* Parts of the exercise
1. Answer these three questions from the post on Indian ancestry, marking your answers (a), (b) and (c):
(a) To what years is the sample from Cambodia dated?
(b) Members of which population are said to look like South Indian Tribal people in some cases and like West Asians in others?
(c) Roughly how many loci control physical appearance, according to the post?
2. Please copy word for word the section of the post on Indian ancestry starting at "At my other" and ending at "details of when/who.".
3. Extend the post on Indian ancestry, picking up after its final sentence.

====== Document segment

At my other weblog I report on evidence that a sample from Cambodia dated to 100 to 300 AD seems to have considerable Indian ancestry. This is not a result in isolation. Lots of evidence points to non-trivial Indian gene flow. The devil is now in the details of when/who.
Second, there is lots of talk about “person X looks like population Y, so perhaps they have ancestry from population Y.” This is almost certainly wrong in most cases.
Looking at Indian populations there tends to be far more variation in physical appearance within a population than the variation of total ancestry. In other words, some Tamil Brahmins look like South Indian Tribal people and other Tamil Brahmins look like West Asians. But in terms of total ancestral components, there’s no difference.
The theoretical explanation for what’s going on is that the genetic loci which control “physical appearance” are much smaller in number than the whole genome (on the order of dozens of loci). As such, the sample variance is rather large (the N denominator is small).

============
====== Provided data

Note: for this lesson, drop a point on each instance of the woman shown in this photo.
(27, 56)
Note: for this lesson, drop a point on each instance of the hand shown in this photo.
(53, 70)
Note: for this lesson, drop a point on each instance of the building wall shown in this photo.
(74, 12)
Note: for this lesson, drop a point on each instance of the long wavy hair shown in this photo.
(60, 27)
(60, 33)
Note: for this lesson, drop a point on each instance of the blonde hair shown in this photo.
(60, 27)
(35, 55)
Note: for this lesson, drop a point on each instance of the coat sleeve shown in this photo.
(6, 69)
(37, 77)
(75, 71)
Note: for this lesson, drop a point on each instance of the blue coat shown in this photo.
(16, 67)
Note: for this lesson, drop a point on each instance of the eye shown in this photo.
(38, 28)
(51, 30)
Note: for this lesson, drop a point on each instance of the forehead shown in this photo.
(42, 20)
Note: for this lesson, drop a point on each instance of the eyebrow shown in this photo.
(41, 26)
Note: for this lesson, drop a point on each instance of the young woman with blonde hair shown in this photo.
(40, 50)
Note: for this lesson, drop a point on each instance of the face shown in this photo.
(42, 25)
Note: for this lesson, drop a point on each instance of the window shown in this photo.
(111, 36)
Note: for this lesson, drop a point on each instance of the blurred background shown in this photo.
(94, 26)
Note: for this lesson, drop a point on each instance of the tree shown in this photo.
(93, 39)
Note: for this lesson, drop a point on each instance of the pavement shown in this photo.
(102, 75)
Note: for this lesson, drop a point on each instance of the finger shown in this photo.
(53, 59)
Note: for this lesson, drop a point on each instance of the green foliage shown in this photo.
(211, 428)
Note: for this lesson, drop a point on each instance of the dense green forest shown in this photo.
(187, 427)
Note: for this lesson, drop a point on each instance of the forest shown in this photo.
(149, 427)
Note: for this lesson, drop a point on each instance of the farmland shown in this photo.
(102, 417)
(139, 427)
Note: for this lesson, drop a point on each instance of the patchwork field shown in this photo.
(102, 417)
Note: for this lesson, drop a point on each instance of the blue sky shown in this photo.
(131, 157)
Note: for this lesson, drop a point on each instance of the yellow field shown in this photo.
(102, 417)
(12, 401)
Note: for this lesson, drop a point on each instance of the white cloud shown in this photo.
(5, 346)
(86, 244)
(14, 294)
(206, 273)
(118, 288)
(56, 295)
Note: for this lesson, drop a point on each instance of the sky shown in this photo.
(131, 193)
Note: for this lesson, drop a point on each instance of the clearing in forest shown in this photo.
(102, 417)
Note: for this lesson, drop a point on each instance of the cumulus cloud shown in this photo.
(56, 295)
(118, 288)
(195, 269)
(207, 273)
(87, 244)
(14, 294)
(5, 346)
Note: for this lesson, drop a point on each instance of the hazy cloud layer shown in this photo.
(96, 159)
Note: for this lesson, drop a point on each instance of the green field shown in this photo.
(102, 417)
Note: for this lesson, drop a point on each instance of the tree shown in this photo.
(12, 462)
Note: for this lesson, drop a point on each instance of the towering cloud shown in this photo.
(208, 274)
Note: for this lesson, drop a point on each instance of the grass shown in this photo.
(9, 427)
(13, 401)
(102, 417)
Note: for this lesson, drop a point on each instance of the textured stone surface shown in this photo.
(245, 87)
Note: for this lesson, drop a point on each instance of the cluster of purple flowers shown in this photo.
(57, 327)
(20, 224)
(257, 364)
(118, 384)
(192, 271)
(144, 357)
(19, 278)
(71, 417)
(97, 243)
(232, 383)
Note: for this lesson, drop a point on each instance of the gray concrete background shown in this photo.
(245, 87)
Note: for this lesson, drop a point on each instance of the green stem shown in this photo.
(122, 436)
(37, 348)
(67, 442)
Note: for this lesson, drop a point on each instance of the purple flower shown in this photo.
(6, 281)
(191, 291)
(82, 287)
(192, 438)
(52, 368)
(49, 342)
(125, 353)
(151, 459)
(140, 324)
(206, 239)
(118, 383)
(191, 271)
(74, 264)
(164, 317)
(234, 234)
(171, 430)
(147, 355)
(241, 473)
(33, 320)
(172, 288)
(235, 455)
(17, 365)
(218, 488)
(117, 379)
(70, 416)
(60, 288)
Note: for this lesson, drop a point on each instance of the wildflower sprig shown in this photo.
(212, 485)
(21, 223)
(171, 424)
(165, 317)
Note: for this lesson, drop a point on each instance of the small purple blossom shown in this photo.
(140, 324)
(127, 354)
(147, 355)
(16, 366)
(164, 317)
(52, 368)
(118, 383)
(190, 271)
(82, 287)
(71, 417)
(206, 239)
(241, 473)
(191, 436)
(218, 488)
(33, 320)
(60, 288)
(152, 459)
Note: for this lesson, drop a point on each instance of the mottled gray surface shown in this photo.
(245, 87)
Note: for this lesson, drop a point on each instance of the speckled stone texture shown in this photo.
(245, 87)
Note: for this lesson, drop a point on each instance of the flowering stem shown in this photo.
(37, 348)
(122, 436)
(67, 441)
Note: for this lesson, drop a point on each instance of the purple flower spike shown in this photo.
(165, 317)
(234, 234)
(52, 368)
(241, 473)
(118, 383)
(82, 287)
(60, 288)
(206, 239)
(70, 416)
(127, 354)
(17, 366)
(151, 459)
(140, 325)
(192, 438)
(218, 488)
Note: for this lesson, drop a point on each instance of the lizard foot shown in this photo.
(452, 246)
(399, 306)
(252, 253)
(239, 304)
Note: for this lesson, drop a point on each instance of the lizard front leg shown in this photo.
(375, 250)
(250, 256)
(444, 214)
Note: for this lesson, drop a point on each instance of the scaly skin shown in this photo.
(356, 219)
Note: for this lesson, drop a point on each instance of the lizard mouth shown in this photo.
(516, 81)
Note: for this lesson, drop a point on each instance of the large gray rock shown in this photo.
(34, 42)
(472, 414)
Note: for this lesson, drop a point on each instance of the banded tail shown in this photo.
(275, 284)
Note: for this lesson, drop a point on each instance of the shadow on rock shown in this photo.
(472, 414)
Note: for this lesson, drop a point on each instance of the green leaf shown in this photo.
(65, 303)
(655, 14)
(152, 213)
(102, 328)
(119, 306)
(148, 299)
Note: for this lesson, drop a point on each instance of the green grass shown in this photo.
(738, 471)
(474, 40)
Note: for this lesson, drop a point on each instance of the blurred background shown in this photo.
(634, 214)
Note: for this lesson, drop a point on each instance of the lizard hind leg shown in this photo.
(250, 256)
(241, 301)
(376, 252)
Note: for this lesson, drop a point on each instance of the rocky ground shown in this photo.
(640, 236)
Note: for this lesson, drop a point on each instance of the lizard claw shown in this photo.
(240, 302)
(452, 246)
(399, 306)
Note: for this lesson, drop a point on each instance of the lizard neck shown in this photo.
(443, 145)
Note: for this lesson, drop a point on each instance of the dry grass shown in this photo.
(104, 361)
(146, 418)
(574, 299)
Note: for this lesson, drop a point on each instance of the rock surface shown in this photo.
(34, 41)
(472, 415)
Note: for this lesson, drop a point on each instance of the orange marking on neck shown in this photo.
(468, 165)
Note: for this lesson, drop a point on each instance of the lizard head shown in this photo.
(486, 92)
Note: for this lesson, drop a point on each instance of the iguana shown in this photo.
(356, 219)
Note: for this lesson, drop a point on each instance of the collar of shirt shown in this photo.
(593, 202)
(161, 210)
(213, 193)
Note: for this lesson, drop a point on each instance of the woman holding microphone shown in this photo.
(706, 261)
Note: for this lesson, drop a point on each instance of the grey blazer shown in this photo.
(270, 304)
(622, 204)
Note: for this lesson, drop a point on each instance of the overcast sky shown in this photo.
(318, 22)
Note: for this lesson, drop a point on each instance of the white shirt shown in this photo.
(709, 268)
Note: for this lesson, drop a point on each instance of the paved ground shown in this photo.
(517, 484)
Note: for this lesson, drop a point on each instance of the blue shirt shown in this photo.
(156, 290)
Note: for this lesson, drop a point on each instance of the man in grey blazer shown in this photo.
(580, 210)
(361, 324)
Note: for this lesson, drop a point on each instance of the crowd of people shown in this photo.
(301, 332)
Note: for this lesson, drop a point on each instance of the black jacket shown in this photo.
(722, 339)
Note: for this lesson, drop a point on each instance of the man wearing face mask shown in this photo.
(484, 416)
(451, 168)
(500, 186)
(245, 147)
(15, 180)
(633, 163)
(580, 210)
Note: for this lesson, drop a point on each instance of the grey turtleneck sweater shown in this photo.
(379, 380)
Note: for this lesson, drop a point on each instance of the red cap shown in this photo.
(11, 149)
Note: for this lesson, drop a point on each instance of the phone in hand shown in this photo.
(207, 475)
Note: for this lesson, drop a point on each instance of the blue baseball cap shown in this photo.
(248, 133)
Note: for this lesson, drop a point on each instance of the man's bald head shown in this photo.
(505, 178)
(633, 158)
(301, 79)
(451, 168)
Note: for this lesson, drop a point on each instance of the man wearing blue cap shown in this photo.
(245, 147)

============

* Answers to the tasks
1.
(a) 100 to 300 AD
(b) Tamil Brahmins
(c) On the order of dozens

2.
At my other weblog I report on evidence that a sample from Cambodia dated to 100 to 300 AD seems to have considerable Indian ancestry. This is not a result in isolation. Lots of evidence points to non-trivial Indian gene flow. The devil is now in the details of when/who.

3.
South Asian populations differ across each other, but there is usually a quite large within-population variation on genetic variants implicated in physical characteristics. This means that there are a large range and quite a bit of variation.
Though a lot of the discussion involves Muslims, I have heard from multiple non-Muslim people of Northwest Indian stock (e.g., Pandits) that they must have “Persian ancestry” because they look so Persian. The genetics refutes this rather strongly. Rather, modern Persians and many Northwest Indians share deep ancestry which diverged after the Last Glacial Maximum 20,000 years ago.